Khabar Mutawatir | Hadis telah begitu banyak tersebar luas diseluruh penjuru. Dalam kehidupannya, setiap orang mempunyai ambisi dan tujuan yang berbeda-beda. Hal ini jika dikaitkan dengan penggunaan suatu hadis akan berimplikasi pada penggunaan hadis secara sembrono.
Oleh karena itu, dengan menjadikan adanya tingkat derajat hadis, bertujuan untuk memudahkan masyarakat muslim dalam membedakannya. Yakni membedakan mana hadis yang dapat dijadikan hujjah dan mana hadis yang tertolak.
Jika posisi penentuan kualitas sanad mengedepankan kata-kata seperti shahih (otentik), hasan, dan dhaif, maka dalam posisi menentukan kuantitas sanad akan mengajukan kata-kata seperti mutawattir, masyhur, dan ahad.
Khabar merupakan kata dari bahasa Arab yang artinya berita atau informasi. Istilah Al–khabar diartikan sebagai segala sesuatu yang disandarkan kepada Rasulullah Saw. Atau dalam arti lain disebut hadis.
Ada banyak jenis khabar, tetapi pada pembahasan kali ini yakni di antaranya khabar mutawatir/‘am dan khabar khas/ ahad.
Dalam hal ini, Imam Syafi’i pun memberikan penjelasan yang dijelaskan dalam bukunya yang berjudul ar-Risalah.

> **Instruksi 1**:
Menurut dokumen sumber tentang khabar mutawatir, apa arti kata khabar dalam bahasa Arab?

> **Bahan yang Diberikan**:

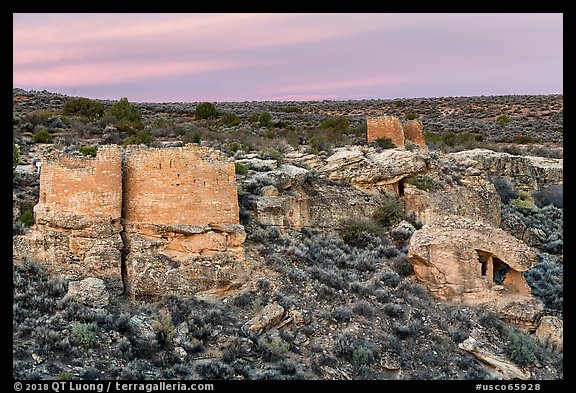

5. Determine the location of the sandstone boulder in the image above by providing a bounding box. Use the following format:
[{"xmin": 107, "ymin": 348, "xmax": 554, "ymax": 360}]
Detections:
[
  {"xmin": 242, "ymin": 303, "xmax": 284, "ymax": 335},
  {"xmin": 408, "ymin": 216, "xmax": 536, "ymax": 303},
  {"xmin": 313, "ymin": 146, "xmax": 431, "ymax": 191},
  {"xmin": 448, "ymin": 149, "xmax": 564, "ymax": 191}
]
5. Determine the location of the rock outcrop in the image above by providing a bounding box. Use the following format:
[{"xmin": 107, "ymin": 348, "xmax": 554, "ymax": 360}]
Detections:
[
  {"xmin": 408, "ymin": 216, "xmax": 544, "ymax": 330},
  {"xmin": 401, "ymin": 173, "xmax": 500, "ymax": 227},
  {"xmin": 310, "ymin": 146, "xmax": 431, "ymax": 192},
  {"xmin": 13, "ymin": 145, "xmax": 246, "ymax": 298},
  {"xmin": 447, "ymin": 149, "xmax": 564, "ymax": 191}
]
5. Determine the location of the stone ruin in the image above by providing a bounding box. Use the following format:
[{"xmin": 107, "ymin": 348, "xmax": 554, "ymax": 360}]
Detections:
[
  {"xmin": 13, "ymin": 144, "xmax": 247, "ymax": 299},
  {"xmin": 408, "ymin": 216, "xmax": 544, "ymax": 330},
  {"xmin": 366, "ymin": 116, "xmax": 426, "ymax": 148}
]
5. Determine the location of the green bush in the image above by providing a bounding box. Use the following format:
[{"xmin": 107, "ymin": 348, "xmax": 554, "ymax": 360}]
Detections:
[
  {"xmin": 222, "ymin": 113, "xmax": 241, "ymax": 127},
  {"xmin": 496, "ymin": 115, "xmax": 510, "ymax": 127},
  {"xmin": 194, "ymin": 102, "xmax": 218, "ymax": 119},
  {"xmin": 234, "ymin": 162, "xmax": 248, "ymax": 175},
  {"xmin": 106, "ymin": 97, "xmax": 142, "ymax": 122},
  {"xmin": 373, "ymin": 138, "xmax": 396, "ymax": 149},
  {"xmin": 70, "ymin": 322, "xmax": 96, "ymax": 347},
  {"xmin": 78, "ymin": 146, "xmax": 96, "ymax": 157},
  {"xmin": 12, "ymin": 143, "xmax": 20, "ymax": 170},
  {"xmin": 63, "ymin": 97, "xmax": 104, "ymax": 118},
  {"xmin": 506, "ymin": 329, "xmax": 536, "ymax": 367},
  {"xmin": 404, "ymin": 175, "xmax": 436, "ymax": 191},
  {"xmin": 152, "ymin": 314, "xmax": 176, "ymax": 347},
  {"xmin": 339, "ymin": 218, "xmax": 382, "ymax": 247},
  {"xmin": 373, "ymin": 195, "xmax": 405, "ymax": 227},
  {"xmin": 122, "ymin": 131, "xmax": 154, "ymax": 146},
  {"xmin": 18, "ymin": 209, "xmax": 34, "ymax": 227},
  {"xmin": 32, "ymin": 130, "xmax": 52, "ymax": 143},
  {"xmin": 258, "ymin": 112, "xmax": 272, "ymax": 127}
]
* * *
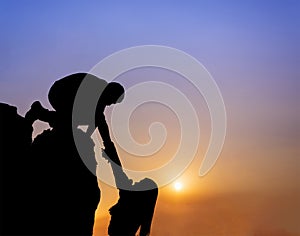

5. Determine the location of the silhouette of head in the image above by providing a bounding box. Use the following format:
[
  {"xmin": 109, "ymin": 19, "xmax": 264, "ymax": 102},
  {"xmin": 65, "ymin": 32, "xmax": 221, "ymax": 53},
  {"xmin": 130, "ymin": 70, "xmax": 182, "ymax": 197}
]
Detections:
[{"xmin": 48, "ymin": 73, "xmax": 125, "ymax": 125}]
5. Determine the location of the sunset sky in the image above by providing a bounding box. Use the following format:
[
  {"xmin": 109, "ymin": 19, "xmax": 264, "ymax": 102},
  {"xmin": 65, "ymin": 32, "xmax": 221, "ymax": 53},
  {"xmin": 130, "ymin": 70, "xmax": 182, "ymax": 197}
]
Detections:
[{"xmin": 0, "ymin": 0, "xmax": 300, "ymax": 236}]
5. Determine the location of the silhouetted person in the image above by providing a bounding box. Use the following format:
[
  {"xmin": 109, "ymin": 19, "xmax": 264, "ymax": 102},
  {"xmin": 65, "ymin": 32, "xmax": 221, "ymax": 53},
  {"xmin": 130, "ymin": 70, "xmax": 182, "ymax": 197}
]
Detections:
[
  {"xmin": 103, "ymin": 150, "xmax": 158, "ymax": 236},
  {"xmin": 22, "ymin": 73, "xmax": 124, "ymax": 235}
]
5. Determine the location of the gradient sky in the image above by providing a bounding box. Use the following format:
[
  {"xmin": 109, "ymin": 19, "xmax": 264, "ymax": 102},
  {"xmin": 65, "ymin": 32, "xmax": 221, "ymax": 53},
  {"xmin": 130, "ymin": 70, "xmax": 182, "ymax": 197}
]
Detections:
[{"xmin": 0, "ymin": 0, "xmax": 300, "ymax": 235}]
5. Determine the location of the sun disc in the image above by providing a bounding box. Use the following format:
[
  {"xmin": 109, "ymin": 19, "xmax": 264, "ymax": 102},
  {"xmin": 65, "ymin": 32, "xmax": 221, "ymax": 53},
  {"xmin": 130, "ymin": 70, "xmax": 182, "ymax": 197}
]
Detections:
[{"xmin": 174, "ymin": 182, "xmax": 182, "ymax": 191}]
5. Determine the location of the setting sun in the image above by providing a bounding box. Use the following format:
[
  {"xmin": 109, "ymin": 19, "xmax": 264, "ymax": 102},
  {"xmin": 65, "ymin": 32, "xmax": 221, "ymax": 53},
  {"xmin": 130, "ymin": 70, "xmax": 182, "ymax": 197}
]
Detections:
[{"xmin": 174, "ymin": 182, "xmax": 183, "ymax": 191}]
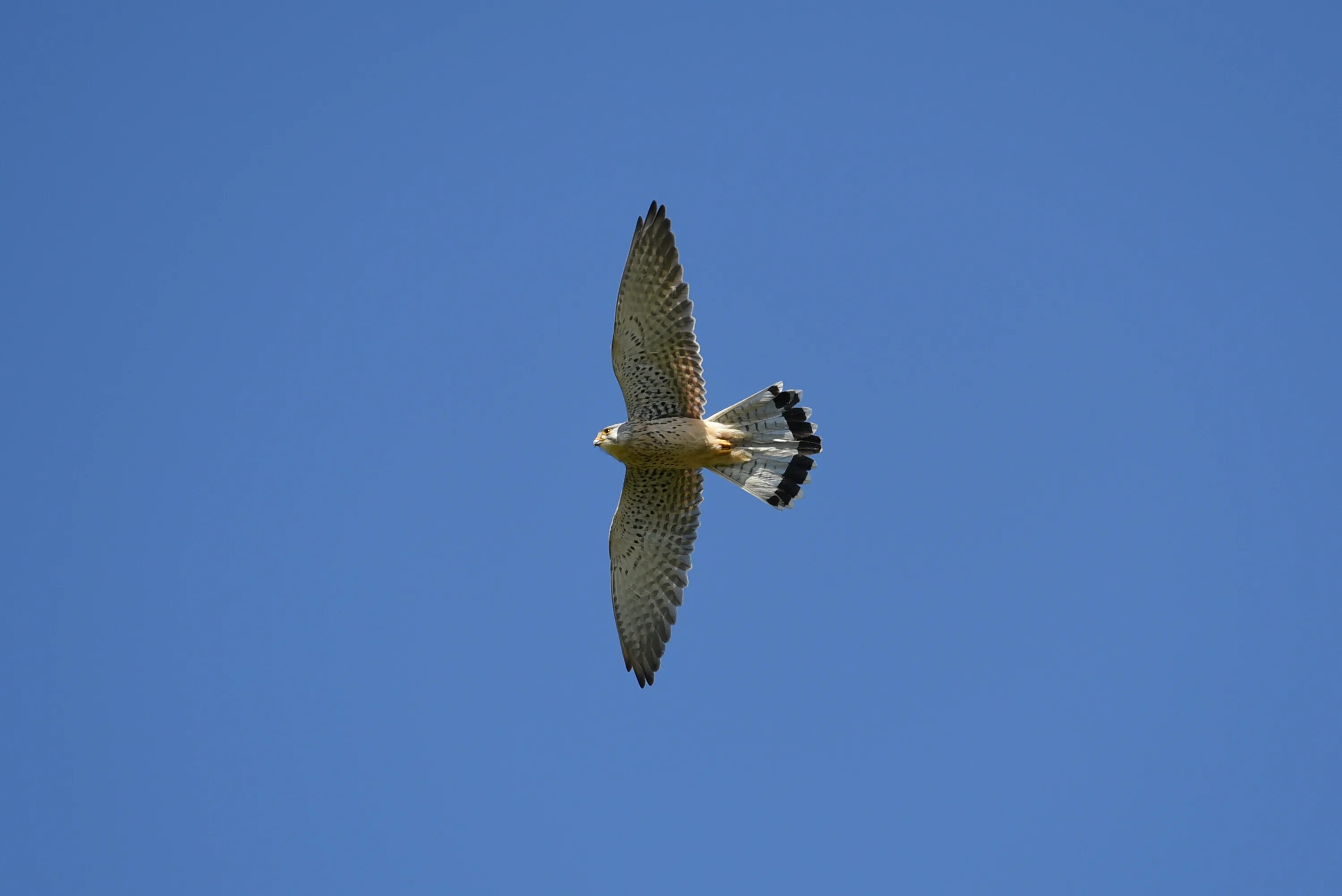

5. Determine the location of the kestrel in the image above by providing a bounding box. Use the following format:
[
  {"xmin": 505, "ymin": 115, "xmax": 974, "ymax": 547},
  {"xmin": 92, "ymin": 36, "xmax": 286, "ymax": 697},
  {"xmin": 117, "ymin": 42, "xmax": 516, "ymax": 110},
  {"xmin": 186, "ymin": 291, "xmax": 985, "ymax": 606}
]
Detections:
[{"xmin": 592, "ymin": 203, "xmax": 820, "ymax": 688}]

> **Instruksi 2**:
Laporkan setiap baris dari bahan yang diberikan di atas yang memuat string "location", dan salin baris itu secara utuh.

> **Jawaban Lengkap 1**:
Berita atau informasi.

> **Jawaban Lengkap 2**:
5. Determine the location of the sandstone boulder in the image above by providing a bounding box. Use the following format:
5. Determine the location of the rock outcrop in the image above by providing a bounding box. Use the following format:
5. Determine the location of the stone ruin in the image above by providing a bounding box. Use the following format:
5. Determine the location of the green bush in the image above by providing a bounding box. Use the following format:
5. Determine the location of the silhouette of head in the image above by providing a bounding box. Use the following format:
5. Determine the location of the sunset sky in the image above by providing a bounding box. Use the following format:
5. Determine the location of the silhouetted person in the image above by providing a bounding box. Use the following format:
5. Determine the location of the gradient sky in the image above by providing a bounding box. Use the following format:
5. Determine the location of the sun disc in the image above by providing a bounding box. Use the following format:
5. Determine the location of the setting sun in the image above by providing a bounding box. Use the following format:
5. Determine the location of the kestrel in the image above by providing a bounding box. Use the following format:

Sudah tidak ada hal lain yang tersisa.